┌─ DATA EXTRACTS
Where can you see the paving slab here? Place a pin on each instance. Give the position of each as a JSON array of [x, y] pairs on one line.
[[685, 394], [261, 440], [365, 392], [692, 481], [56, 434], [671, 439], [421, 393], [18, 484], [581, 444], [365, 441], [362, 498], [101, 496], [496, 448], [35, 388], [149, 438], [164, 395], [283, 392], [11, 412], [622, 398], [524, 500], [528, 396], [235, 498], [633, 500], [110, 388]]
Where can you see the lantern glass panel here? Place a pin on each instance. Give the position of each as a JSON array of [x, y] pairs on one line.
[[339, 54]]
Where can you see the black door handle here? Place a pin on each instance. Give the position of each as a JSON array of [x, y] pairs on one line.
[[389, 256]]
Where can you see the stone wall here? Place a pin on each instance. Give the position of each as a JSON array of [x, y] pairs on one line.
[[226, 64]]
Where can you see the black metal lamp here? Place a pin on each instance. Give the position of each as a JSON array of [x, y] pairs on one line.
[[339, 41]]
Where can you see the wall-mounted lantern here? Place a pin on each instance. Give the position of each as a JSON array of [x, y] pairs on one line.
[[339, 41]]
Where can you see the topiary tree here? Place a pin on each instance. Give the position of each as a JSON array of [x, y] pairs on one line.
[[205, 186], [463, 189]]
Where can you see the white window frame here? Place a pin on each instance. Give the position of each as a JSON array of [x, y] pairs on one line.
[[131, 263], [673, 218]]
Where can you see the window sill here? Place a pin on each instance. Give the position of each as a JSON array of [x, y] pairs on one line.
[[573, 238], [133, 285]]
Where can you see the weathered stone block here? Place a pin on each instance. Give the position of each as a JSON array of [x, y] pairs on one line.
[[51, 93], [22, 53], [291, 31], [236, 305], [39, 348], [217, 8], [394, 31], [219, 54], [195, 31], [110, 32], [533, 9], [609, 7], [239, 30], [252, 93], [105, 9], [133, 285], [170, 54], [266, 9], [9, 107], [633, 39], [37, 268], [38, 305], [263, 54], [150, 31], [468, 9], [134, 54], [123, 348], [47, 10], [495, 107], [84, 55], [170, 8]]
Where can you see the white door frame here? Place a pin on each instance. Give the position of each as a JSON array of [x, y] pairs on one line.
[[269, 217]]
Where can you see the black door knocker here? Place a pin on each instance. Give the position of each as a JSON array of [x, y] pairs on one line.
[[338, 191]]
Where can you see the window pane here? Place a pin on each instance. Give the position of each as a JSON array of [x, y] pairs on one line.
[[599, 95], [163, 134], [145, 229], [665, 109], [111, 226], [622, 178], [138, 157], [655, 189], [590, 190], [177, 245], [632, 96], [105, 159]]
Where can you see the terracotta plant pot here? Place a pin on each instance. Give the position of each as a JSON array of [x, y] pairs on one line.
└─
Every record above is to be copied out again exactly as written.

Where can you see the paving slab here? Place a pin on each instance. Give the position of each as a JSON array of [x, y] pairs on one line.
[[685, 394], [261, 440], [365, 392], [692, 481], [56, 434], [671, 439], [421, 393], [18, 484], [581, 444], [365, 441], [362, 498], [101, 496], [496, 448], [35, 388], [149, 438], [164, 395], [283, 392], [11, 412], [622, 398], [524, 500], [528, 396], [235, 498], [633, 500], [110, 388]]
Where can you see the lantern glass panel here? Place a pin on each instance. Give the position of each as a JSON array of [x, y] pairs on one line.
[[339, 54]]
Where can you see the black door handle here? Place a pin on each instance. Give the position of each as a JSON array of [x, y] pairs on one line.
[[389, 256]]
Where can you see the stone wall here? Place a pin on each instance. Give the position of each as a JSON array of [x, y] pairs on one line.
[[226, 64]]
Where can you see the black metal lamp here? Place a pin on each instance. Give the position of each as a JSON array of [x, y] pairs on one line.
[[339, 41]]
Where can you see the wall-mounted lantern here? Place a pin on each instance. Give the position of each as a JSON array of [x, y] pairs on one line.
[[339, 41]]
Where can you see the topiary tree here? Place a pin on each instance. Give the position of each as a JSON array of [x, y] pairs on one line.
[[205, 186], [463, 189]]
Where can you see the white window frame here? Place a pin on each instance. Give the position of each as a JSON array of [x, y] pairs on one line.
[[131, 263], [673, 218]]
Where can you see the window sill here? Place a pin on each instance. Give the position of each as a JSON array of [x, y] pairs on one line.
[[573, 238], [133, 285]]
Where can you see the weathered stone block here? Place a pin on each instance. Give the position of each as a JSON array of [x, y] pairs on one line.
[[51, 93], [22, 53], [291, 31], [236, 305], [39, 348], [217, 8], [394, 31], [219, 54], [195, 31], [110, 32], [533, 9], [609, 7], [239, 30], [252, 93], [105, 9], [133, 285], [170, 54], [266, 9], [9, 107], [633, 39], [37, 268], [38, 305], [263, 54], [150, 31], [468, 9], [134, 54], [123, 348], [47, 10], [495, 107], [84, 55], [170, 8]]
Where can you see the white door frame here? Place a pin on each instance. Give the position of each as a JSON array of [x, y] pairs on one line.
[[269, 217]]
Where can you see the black door knocker here? Place a pin on each instance. Give the position of each as a JSON array of [x, y] pairs on one line.
[[338, 191]]
Where can you see the window pane here? Place a pin on each instance. Give the position of each as a JSON array of [x, y] pairs on one line.
[[599, 95], [163, 134], [145, 229], [665, 109], [111, 226], [622, 178], [138, 157], [655, 189], [590, 190], [177, 245], [632, 96], [105, 159]]
Where can you see the terracotta plant pot here? Place a pin on each instance. Give the position of each as a JSON array of [x, y] pairs on one line.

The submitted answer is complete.